> [Selected text]:

Two versions of the indeterminacy hypothesis

In the case where the response is based on prior beliefs, there are two ways one might go. The first is to decide whether the content is true and, if it is responde yes; and if it isn’t, respond no. I will refer to this as the wholly discrete hypothesis because all responses are at least intended to be no or yes (though they may be obcured by noise, response biases, etc.). If \(\tau^\text{verb}_n \sim \text{Bernoulli}\left(\pi^\text{verb}_{\text{verb}(n)}\right)\) is the decision about whether or not the verb is factive and \(\tau^\text{context}_n \sim \text{Bernoulli}\left(\pi^\text{context}_{\text{context}(n)}\right)\) is the decision about whether the content is true in the relevant context, then we can describe the intended response \(n\) (again, up to noise) as \(\tau^\text{verb}_n \lor (\tau^\text{verb}_n \rightarrow \tau^\text{context}_n) = \tau^\text{verb}_n \lor \tau^\text{context}_n\). I will refer to this first hypothesis as the wholly discrete model.

The second option is to assume that one decides whether or not the verb is factive \(\tau^\text{verb}_n \sim \text{Bernoulli}\left(\pi^\text{verb}_{\text{verb}(n)}\right)\), but that if it’s not we respond with the raw likelihood \(\pi^\text{context}_c\) (again, potentially subject to noise). We can describe this as \(\tau^\text{verb}_n \lor \pi^\text{context}_n\), assuming that \(\lor\) is interpreted as probabilistic fuzzy logic disjunction: \(p \lor p' \equiv = p + (1-p)p' = 1 - (1-p)(1-p')\), where classical disjunction is a special case with \(p, p' \in \{0, 1\}\).2 So then:

\[\tau^\text{verb}_n \lor \pi^\text{context}_n = \begin{cases} 1 & \text{if } \tau^\text{verb}_n = 1\\ \pi^\text{context}_n & \text{otherwise} \end{cases}\]

I will refer to this second hypothesis as the verb discrete model.

> [Information provided]:
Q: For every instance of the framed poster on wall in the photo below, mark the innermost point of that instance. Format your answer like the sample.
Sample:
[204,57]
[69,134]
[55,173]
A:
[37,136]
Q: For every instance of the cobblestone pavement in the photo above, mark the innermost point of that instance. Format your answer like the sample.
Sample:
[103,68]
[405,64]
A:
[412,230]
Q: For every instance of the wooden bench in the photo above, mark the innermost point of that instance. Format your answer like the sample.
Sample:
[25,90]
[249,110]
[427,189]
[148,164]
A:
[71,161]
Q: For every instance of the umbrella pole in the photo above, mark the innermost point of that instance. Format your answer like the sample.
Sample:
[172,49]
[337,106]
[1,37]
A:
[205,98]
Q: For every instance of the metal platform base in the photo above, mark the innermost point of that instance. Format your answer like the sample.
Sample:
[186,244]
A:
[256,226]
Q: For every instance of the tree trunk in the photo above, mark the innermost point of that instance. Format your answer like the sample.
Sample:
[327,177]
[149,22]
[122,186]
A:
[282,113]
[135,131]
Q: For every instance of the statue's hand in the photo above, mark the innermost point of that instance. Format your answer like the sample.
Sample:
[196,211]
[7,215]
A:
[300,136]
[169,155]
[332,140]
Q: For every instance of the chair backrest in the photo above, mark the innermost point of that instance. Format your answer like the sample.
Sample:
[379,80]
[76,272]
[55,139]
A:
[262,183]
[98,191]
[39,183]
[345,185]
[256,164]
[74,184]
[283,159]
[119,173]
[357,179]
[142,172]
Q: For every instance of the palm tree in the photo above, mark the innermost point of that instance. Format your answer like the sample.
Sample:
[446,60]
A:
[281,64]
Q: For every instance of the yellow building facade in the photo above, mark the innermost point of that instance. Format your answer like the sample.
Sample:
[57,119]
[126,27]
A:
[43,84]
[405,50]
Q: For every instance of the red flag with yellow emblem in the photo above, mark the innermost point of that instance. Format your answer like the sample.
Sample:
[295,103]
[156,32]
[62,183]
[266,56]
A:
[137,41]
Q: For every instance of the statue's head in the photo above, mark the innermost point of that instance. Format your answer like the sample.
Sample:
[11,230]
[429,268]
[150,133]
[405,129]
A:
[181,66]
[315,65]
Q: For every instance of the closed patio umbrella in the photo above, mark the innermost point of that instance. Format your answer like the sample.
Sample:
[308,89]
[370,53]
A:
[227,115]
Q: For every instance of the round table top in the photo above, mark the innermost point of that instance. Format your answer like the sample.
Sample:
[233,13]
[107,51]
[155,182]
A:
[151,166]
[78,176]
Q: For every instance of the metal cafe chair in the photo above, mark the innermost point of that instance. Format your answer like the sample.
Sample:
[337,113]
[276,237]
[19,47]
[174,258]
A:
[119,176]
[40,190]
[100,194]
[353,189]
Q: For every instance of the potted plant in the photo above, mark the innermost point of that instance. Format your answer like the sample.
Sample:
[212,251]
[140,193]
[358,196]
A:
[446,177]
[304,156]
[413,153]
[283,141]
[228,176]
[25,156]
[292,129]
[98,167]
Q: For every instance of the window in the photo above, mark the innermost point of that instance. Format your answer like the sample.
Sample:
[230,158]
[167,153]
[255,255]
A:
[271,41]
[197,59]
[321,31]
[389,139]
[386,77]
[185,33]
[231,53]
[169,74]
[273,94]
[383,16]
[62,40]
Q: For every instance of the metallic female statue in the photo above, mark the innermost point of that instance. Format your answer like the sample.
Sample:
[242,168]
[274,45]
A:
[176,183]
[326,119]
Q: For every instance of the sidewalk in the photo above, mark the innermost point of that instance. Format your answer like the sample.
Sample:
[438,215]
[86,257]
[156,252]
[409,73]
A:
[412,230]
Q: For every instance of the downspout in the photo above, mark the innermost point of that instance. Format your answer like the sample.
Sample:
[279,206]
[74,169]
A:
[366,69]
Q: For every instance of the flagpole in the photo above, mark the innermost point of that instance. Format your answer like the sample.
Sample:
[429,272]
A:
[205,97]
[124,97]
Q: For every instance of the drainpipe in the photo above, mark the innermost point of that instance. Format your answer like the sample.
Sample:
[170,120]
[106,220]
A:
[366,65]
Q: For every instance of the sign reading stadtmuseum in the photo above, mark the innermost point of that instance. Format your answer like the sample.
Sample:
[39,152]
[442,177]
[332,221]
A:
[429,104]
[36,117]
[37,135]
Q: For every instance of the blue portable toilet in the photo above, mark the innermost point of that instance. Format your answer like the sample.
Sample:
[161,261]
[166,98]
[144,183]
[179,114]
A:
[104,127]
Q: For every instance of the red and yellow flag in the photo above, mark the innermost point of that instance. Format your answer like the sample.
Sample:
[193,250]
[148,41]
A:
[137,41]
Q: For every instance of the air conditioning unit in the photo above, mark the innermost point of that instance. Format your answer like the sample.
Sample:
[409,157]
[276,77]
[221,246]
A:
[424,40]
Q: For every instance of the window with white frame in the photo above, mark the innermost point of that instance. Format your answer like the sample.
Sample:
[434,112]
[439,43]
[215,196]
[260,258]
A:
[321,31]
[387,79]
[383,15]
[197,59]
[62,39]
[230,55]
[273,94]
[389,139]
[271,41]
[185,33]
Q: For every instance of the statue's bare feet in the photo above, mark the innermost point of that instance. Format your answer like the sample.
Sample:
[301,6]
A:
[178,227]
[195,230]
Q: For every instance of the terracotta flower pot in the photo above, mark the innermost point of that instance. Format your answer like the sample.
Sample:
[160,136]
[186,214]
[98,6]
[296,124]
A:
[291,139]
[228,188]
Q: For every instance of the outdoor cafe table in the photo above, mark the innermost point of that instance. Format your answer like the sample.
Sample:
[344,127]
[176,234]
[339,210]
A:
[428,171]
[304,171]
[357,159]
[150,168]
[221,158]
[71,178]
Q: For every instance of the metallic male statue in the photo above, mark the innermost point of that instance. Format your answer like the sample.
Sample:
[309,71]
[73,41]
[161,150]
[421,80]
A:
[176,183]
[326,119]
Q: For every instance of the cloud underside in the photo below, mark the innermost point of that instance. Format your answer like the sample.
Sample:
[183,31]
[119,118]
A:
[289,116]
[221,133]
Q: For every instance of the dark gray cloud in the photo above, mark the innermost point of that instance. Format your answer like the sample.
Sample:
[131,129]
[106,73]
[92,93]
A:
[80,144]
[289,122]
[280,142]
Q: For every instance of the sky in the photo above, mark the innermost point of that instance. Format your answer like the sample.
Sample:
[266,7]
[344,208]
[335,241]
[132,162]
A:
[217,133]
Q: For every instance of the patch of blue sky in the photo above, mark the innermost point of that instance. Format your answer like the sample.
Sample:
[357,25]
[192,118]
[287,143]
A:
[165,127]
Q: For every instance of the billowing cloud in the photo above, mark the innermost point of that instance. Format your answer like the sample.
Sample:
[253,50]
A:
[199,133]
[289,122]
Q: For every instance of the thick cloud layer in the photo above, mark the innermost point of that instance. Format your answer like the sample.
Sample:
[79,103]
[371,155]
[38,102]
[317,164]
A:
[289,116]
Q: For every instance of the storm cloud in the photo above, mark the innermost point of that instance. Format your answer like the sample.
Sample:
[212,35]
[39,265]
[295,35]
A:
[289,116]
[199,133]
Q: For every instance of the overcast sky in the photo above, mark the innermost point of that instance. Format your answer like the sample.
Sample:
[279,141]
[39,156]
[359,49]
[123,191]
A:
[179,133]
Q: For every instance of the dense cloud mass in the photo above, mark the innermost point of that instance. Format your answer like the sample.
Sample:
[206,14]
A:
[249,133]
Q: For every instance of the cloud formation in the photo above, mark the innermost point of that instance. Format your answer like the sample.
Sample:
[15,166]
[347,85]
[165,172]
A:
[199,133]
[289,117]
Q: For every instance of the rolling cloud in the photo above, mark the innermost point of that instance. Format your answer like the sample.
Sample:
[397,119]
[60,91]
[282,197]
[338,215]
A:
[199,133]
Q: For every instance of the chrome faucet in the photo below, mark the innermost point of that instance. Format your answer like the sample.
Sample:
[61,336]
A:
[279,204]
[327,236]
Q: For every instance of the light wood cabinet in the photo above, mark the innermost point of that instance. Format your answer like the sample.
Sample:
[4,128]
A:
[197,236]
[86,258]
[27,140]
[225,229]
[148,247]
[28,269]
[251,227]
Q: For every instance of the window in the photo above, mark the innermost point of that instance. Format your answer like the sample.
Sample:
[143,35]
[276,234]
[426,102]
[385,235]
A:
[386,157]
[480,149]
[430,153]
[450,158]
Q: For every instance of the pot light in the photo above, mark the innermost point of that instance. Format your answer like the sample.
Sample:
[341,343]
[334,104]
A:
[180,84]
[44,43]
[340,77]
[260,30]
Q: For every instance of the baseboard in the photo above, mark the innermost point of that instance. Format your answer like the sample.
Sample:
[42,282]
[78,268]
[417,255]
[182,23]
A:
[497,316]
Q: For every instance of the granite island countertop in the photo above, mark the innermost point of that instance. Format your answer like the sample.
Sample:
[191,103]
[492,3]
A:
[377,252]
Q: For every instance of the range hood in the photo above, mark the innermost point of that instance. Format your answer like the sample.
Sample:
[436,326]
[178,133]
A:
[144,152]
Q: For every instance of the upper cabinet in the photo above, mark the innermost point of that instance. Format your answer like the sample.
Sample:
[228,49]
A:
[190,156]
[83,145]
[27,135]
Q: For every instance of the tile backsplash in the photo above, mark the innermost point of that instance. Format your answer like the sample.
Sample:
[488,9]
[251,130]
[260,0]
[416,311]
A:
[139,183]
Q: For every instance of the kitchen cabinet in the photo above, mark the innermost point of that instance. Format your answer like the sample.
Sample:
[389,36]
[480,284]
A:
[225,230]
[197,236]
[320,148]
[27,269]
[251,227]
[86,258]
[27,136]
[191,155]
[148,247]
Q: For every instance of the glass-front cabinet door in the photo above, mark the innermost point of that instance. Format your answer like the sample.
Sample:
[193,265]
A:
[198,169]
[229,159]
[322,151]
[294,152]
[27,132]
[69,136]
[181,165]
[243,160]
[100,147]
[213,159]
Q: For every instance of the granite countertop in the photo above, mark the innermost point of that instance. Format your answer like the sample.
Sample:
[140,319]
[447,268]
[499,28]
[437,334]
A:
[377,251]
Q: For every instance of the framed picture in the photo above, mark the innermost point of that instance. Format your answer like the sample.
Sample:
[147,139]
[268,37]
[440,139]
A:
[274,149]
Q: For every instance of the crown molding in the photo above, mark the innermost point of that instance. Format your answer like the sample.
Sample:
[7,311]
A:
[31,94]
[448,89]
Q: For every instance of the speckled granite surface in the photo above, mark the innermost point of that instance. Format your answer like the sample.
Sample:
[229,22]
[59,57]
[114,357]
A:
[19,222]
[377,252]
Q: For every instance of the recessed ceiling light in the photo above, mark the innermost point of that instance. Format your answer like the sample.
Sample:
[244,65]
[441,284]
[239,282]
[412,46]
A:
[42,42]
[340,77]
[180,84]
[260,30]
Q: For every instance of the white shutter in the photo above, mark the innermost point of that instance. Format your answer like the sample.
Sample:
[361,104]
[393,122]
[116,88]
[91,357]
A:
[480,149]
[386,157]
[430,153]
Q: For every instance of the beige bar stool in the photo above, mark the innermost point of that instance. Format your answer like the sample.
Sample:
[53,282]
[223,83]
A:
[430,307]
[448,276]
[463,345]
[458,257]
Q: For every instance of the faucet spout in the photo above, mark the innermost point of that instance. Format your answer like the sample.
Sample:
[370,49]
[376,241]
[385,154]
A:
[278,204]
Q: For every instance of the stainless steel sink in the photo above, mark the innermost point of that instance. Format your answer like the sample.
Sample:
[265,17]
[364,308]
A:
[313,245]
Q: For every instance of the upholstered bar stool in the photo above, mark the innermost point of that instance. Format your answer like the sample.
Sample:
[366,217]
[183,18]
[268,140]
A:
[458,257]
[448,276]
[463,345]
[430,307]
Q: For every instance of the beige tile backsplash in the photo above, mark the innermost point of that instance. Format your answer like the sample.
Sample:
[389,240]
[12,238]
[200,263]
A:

> [Written exercise 1]:
In the text on the two versions of the indeterminacy hypothesis, list every name the writer says they will refer to a hypothesis by.
> [Written exercise 2]:
Transcribe the passage of the text on the two versions of the indeterminacy hypothesis from "The second option" to "verb discrete model.".

> [Expected output 1]:
- wholly discrete hypothesis
- wholly discrete model
- verb discrete model

> [Expected output 2]:
The second option is to assume that one decides whether or not the verb is factive \(\tau^\text{verb}_n \sim \text{Bernoulli}\left(\pi^\text{verb}_{\text{verb}(n)}\right)\), but that if it’s not we respond with the raw likelihood \(\pi^\text{context}_c\) (again, potentially subject to noise). We can describe this as \(\tau^\text{verb}_n \lor \pi^\text{context}_n\), assuming that \(\lor\) is interpreted as probabilistic fuzzy logic disjunction: \(p \lor p' \equiv = p + (1-p)p' = 1 - (1-p)(1-p')\), where classical disjunction is a special case with \(p, p' \in \{0, 1\}\).2 So then:

\[\tau^\text{verb}_n \lor \pi^\text{context}_n = \begin{cases} 1 & \text{if } \tau^\text{verb}_n = 1\\ \pi^\text{context}_n & \text{otherwise} \end{cases}\]

I will refer to this second hypothesis as the verb discrete model.